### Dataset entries
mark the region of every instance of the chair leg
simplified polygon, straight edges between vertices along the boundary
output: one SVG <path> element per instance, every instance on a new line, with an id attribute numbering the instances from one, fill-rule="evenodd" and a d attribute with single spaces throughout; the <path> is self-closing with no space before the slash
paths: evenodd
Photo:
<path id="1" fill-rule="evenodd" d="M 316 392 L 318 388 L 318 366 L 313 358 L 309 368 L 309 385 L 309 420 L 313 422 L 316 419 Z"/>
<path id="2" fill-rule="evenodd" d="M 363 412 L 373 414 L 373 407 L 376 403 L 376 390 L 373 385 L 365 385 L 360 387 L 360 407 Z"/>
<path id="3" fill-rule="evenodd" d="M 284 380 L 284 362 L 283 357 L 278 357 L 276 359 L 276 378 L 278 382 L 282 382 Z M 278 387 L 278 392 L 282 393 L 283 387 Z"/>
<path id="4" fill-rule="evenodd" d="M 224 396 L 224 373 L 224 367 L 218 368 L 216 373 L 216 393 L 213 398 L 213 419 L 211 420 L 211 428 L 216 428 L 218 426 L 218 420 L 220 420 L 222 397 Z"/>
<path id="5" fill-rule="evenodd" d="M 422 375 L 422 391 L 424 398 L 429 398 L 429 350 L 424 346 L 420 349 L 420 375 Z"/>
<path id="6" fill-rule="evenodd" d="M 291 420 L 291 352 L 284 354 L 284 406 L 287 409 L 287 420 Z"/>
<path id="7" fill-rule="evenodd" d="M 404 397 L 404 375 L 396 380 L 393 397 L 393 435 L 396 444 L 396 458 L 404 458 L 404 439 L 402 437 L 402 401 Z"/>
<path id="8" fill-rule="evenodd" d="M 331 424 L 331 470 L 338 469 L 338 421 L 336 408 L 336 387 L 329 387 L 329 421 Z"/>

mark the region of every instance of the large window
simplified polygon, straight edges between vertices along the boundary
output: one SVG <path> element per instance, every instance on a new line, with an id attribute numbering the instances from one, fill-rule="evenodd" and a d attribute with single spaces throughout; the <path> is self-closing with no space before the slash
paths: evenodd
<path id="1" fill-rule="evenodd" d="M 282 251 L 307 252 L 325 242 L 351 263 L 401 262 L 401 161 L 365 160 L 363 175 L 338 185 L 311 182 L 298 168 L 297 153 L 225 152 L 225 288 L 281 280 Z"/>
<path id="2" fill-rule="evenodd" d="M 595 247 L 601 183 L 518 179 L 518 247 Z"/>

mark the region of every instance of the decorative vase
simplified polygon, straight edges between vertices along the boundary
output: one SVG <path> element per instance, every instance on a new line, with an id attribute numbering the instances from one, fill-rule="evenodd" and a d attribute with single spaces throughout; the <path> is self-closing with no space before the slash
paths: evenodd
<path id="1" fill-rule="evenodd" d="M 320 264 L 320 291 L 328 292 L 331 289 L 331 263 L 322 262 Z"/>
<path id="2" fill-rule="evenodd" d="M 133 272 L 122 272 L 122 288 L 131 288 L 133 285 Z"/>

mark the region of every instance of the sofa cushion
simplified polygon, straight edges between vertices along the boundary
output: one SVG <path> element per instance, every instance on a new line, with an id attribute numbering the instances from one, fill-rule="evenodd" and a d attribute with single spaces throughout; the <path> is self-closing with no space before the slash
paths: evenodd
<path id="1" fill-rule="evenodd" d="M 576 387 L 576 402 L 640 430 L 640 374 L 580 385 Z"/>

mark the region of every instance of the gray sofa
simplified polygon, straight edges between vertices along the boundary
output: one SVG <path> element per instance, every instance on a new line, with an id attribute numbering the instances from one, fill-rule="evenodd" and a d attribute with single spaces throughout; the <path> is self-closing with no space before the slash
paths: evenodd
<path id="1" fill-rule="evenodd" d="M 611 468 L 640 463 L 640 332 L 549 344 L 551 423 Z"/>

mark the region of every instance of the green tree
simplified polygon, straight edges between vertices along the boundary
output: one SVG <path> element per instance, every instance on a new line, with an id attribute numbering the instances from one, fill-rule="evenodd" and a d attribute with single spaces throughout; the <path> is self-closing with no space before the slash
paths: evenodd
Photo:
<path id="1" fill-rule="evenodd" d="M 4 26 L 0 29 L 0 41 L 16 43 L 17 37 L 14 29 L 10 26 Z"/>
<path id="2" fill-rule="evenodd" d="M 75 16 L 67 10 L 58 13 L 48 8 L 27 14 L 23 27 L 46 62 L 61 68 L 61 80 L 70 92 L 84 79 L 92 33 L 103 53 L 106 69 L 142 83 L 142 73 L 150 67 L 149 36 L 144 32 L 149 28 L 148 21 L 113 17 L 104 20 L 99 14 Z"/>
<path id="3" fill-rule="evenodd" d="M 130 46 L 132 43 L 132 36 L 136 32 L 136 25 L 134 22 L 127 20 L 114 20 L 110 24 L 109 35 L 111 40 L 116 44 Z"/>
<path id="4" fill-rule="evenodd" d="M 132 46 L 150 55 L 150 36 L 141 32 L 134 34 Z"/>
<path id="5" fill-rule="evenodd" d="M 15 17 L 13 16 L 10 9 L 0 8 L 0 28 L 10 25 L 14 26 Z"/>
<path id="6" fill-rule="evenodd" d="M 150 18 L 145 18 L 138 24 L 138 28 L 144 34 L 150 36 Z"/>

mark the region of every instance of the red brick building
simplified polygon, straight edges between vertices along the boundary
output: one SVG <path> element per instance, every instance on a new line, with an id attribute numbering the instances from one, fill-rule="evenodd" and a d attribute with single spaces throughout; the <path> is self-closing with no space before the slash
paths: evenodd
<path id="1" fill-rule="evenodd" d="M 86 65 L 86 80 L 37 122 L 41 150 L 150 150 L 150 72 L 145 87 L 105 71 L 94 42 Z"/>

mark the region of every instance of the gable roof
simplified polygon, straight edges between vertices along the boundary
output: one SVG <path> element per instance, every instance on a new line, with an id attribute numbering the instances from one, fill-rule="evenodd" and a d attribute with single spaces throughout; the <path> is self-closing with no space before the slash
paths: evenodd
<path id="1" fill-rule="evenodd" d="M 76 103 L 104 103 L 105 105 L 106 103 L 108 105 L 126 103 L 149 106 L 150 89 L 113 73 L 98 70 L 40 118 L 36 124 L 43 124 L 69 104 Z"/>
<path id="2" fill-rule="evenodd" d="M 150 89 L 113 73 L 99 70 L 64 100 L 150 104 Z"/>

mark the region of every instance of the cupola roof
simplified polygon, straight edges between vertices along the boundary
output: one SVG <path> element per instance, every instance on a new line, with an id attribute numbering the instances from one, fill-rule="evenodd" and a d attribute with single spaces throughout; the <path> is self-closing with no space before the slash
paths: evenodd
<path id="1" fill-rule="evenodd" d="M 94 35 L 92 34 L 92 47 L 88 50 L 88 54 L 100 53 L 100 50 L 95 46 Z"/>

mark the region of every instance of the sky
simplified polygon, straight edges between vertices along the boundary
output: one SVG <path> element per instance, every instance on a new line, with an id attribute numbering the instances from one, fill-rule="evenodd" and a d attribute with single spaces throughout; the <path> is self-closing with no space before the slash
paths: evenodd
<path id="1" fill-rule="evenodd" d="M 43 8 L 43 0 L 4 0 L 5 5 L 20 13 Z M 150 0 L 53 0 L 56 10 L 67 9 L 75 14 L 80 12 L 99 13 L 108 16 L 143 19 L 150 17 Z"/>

### What you need to do
In the records above, some lines may contain the word "region"; copy every one of them.

### Exercise response
mark the region of every instance of the chair leg
mark the region of every instance of the large window
mark the region of every instance of the decorative vase
mark the region of every instance of the sofa cushion
mark the region of every instance of the gray sofa
mark the region of every instance of the green tree
mark the region of every instance of the red brick building
mark the region of every instance of the gable roof
mark the region of every instance of the cupola roof
mark the region of every instance of the sky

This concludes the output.